Trecho selecionado:
»»
Esquerda intelectual carece
de reflexão criadora, diz FHC
DA SUCURSAL DE BRASÍLIA
DA REDAÇÃO
O presidente Fernando Henrique Cardoso identifica uma mudança na estrutura produtiva do
país, vê com bons olhos a formação de uma nova classe empresarial em seu governo e critica a "insolência" de seus colegas intelectuais que, presos a clichês da velha
esquerda, "não enxergam o que
está acontecendo". Sobre a acusação frequente de que seu governo
não cumpriu as promessas sociais, é taxativo: "Fizemos muito
mais comparativamente na área
social do que na área econômica".
Folha - Um dos efeitos de seu governo foi uma recomposição das
classes proprietárias: identifica-se
uma enorme transferência patrimonial no Brasil nos últimos anos.
Quem é essa nova burguesia?
««
Registros de anotação de posição:
»»
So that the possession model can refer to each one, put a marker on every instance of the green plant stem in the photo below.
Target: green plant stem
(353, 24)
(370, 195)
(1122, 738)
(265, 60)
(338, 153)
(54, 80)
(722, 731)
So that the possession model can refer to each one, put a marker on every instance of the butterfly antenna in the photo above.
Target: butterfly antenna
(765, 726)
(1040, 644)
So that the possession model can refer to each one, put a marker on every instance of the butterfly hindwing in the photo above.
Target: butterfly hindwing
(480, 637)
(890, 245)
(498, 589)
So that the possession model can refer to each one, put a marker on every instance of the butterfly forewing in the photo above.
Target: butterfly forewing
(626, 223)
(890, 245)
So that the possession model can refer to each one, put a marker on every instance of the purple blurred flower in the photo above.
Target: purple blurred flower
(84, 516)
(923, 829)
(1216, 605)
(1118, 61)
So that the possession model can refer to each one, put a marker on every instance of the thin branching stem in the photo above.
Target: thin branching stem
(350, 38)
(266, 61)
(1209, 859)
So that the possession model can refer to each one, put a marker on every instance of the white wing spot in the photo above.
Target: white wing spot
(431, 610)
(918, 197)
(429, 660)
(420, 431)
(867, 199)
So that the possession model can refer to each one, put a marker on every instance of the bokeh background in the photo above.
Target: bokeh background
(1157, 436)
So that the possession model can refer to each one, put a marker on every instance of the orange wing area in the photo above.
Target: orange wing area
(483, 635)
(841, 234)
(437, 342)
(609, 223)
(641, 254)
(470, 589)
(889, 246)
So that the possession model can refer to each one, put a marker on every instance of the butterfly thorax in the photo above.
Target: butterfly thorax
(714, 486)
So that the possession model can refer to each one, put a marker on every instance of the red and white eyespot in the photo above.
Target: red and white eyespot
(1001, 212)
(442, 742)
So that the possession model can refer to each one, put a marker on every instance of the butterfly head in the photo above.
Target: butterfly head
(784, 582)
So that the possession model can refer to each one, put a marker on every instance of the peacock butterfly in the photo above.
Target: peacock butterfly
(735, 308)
««
Problemas e tarefas:
A. Diga se cada afirmação abaixo está de acordo com o trecho sobre Fernando Henrique Cardoso, respondendo sim ou não e citando literalmente as palavras do trecho que decidem a questão. (i) Ele vê com bons olhos a formação de uma nova classe empresarial em seu governo. (ii) Ele afirma que seu governo fez mais na área econômica do que na área social. (iii) Ele elogia seus colegas intelectuais.
B. Por favor, continue o trecho sobre Fernando Henrique Cardoso a partir do ponto em que ele termina.
Não é preciso consultar o material.

Respostas dos exercícios:
A.
(i) Sim: «vê com bons olhos a formação de uma nova classe empresarial em seu governo».
(ii) Não: «Fizemos muito mais comparativamente na área social do que na área econômica».
(iii) Não: «critica a "insolência" de seus colegas intelectuais».

B.
FHC - Você é um dos raros que
ainda fala em burguesia [risos".
Folha - As empresas continuam
tendo donos. Essa é uma burguesia
dependente e associada, como a
que o sr. identificou nos anos 60?
Qual o papel de seu governo nisso?
FHC - Vamos separar as coisas.
Uma coisa é o governo, outras são
as estruturas que se movem, sem
que isso dependa só de políticas
de governo. A sociedade brasileira é muito dinâmica. Luciano
Martins [sociólogo, amigo de
FHC] fez um estudo sobre a durabilidade das grandes fortunas
brasileiras. Elas não duram muito. O que está acontecendo? Você
tem a formação de uma camada
nova de empresários. No interior
do país, isso é muito evidente.
As estruturas de representação
do empresariado também mudaram. A Fiesp fala muito mais dos
pequenos e médios empresários
do que dos grandes. Os últimos
falam sozinhos.
Folha - A Fiesp não perdeu seu peso específico?
FHC - Ela está procurando um
caminho. E ecoando interesses,
nem tanto dos novos, que estão
ganhando, mas dos antigos, que
estão perdendo. Não estou criticando isso, não. Todo mundo tem
que ter expressão na sociedade.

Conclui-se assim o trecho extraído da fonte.